Goal of the exercise: Return each line of the data below that contains the string "hand", copied without changes. The match is case-sensitive.
______________________________
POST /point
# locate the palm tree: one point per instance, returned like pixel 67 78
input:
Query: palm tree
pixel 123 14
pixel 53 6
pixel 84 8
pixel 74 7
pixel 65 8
______________________________
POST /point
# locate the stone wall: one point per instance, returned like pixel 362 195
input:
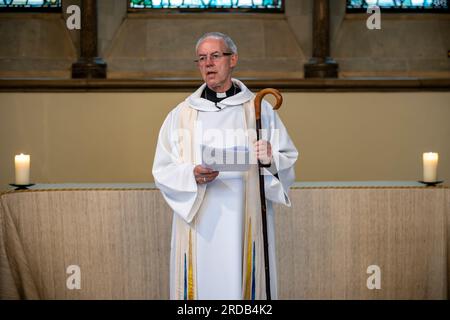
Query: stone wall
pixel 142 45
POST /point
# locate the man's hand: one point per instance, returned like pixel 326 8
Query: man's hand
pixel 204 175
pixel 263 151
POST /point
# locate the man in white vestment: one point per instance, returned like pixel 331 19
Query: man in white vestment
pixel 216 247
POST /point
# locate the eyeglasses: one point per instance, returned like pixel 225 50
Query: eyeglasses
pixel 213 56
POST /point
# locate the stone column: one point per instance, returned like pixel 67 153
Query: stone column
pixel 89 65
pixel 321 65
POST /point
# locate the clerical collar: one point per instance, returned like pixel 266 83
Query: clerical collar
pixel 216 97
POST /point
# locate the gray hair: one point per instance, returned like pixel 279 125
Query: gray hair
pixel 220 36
______________________________
Exercise response:
# locate the man's hand: one point per instance, returned like pixel 326 8
Query: man's hand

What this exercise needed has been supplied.